- _WHAT THE TASK ASKS_
Every line from the one containing "Query: forested hill" through the last line below should be reproduced exactly; please include nothing else.

- _Point localization data_
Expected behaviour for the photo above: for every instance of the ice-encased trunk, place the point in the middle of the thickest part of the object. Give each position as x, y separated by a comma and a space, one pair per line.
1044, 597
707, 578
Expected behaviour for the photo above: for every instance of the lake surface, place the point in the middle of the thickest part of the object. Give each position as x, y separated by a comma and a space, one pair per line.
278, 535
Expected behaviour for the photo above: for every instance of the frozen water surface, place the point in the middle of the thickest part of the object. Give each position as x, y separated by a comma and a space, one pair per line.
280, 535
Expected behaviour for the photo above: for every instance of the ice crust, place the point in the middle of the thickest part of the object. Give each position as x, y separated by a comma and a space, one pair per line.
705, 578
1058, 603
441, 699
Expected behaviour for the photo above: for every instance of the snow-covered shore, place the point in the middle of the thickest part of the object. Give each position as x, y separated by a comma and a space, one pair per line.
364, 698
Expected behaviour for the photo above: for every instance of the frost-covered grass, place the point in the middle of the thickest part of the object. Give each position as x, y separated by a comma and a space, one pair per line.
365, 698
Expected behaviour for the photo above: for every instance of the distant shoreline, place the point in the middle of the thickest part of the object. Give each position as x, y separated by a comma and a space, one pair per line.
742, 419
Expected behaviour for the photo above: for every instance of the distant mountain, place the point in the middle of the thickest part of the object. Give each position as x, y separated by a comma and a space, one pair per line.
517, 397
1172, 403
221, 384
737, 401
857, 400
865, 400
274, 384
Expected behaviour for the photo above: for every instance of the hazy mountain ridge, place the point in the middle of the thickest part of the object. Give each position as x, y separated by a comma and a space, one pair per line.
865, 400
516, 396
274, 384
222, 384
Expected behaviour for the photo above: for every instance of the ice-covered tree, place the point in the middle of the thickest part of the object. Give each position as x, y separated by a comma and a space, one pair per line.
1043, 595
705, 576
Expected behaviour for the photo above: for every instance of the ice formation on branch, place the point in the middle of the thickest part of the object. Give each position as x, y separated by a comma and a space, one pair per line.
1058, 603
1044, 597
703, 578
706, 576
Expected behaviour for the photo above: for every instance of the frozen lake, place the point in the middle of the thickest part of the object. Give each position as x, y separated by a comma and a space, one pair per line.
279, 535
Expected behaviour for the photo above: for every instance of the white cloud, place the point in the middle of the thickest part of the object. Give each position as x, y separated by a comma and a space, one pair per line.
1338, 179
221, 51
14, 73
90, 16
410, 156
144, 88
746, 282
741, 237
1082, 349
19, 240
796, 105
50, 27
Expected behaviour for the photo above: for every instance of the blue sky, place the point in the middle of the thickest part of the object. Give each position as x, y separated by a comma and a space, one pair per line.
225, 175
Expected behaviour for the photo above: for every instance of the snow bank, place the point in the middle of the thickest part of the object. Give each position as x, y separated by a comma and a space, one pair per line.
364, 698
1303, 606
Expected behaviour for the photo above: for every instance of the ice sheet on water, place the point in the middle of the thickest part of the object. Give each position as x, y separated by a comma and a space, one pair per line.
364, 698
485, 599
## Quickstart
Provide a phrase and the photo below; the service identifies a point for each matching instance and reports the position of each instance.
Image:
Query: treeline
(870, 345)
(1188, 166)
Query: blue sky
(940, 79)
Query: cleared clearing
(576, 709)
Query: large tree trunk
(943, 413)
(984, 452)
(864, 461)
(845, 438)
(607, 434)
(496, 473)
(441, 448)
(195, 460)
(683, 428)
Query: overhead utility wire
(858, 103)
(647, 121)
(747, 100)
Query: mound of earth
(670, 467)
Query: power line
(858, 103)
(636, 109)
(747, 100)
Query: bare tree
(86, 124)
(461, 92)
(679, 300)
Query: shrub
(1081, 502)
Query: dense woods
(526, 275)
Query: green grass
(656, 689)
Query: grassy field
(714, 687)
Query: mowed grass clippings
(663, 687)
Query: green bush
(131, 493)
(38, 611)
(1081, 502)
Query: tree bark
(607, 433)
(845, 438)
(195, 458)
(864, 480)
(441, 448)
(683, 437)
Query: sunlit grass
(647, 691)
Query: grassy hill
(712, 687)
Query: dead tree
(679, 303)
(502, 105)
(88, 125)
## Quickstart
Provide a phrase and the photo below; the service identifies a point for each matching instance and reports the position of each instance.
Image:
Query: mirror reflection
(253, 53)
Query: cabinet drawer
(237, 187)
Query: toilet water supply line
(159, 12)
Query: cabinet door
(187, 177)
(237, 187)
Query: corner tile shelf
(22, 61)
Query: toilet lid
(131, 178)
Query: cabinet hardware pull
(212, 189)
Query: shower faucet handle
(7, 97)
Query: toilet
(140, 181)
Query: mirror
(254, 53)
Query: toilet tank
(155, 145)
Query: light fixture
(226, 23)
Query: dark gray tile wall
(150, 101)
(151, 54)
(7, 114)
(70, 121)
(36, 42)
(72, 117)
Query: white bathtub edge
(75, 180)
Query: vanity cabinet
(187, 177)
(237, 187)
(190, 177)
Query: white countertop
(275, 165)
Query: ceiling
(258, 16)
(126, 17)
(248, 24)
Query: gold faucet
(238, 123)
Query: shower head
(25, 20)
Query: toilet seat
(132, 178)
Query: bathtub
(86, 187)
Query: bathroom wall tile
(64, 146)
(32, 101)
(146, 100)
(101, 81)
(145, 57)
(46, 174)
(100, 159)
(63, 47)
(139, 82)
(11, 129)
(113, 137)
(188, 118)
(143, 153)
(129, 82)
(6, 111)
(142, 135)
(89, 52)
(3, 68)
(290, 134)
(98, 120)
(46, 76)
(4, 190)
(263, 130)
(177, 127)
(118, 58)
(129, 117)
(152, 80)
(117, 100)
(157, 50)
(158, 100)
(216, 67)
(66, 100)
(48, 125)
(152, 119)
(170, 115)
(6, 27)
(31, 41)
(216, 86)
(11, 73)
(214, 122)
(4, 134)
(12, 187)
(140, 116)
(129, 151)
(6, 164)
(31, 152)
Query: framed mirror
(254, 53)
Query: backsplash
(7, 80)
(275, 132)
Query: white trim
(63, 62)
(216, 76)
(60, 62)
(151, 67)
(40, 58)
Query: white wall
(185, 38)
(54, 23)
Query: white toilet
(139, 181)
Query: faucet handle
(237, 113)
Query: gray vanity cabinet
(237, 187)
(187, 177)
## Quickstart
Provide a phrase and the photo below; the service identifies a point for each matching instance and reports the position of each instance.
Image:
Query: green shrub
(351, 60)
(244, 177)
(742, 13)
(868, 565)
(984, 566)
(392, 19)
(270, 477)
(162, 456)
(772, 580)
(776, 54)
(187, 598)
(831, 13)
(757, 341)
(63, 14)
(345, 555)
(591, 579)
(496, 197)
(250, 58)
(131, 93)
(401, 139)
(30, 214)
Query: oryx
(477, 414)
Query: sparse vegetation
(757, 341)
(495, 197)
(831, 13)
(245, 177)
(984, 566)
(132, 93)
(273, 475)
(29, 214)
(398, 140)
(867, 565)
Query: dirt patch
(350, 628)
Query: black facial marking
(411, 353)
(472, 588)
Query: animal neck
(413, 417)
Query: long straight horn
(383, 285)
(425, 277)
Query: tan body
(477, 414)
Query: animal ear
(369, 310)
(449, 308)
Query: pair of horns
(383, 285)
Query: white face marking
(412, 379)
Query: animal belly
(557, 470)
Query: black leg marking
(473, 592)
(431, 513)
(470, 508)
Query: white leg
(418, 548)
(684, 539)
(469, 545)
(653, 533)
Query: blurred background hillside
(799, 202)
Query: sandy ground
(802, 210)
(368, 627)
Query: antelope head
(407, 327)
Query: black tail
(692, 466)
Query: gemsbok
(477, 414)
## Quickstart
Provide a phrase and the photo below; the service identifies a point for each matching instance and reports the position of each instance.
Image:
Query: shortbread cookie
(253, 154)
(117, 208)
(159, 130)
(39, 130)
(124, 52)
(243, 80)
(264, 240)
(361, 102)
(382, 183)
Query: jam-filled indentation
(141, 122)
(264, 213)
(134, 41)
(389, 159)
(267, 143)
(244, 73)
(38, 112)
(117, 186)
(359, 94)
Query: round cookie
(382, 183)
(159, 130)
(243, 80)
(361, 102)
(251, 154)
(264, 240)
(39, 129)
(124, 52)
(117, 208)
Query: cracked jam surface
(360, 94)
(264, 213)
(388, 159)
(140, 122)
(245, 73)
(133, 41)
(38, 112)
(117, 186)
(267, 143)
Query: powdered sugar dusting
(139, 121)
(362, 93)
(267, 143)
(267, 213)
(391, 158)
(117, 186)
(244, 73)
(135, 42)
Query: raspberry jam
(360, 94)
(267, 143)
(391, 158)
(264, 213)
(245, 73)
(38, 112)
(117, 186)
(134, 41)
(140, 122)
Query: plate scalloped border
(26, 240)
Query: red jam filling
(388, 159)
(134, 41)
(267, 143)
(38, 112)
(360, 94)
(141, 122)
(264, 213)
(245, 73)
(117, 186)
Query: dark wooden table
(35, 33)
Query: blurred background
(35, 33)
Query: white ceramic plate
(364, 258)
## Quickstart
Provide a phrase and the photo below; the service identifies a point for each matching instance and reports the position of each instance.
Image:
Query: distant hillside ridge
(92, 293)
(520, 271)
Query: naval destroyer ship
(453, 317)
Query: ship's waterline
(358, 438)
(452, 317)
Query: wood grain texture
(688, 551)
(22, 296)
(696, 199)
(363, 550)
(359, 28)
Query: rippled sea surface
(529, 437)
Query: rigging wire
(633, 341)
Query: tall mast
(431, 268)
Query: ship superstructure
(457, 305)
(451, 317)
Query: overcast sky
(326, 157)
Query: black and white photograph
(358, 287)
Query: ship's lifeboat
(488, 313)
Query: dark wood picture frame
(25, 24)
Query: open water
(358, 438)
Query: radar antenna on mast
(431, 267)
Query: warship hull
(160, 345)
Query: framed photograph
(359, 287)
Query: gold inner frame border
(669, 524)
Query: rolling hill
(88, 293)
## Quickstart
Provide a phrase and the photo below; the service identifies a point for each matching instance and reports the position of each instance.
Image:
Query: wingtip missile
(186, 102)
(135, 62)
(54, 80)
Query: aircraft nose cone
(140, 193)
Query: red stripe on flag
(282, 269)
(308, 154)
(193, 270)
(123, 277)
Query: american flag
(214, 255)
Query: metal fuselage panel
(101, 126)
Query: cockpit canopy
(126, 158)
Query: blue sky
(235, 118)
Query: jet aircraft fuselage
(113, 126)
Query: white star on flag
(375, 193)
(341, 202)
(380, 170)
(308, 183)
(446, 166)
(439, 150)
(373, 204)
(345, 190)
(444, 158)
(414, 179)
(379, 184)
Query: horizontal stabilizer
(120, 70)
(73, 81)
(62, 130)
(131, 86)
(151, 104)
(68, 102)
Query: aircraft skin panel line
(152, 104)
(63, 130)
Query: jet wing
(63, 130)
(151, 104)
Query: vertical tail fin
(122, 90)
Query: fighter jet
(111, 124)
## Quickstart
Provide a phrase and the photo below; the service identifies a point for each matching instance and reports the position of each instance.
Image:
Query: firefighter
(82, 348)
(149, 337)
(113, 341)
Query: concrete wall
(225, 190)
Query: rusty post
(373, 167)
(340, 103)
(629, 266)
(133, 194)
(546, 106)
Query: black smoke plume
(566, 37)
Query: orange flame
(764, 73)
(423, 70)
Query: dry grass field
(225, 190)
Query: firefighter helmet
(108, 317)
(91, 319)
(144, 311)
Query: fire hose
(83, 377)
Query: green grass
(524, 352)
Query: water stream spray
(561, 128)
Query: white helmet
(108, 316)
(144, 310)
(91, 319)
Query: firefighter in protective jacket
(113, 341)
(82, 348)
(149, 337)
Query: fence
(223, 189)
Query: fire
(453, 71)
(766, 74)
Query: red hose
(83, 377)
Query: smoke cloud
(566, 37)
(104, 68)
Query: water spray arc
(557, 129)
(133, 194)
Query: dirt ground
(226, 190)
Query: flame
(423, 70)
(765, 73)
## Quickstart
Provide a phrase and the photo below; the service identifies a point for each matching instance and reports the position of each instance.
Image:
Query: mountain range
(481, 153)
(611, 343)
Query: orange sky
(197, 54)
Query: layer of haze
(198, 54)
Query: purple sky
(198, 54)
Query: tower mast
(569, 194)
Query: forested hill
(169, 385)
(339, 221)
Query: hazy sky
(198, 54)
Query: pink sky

- _RESPONSE AREA_
Query: forested hill
(169, 385)
(339, 221)
Query: hazy sky
(198, 54)
Query: pink sky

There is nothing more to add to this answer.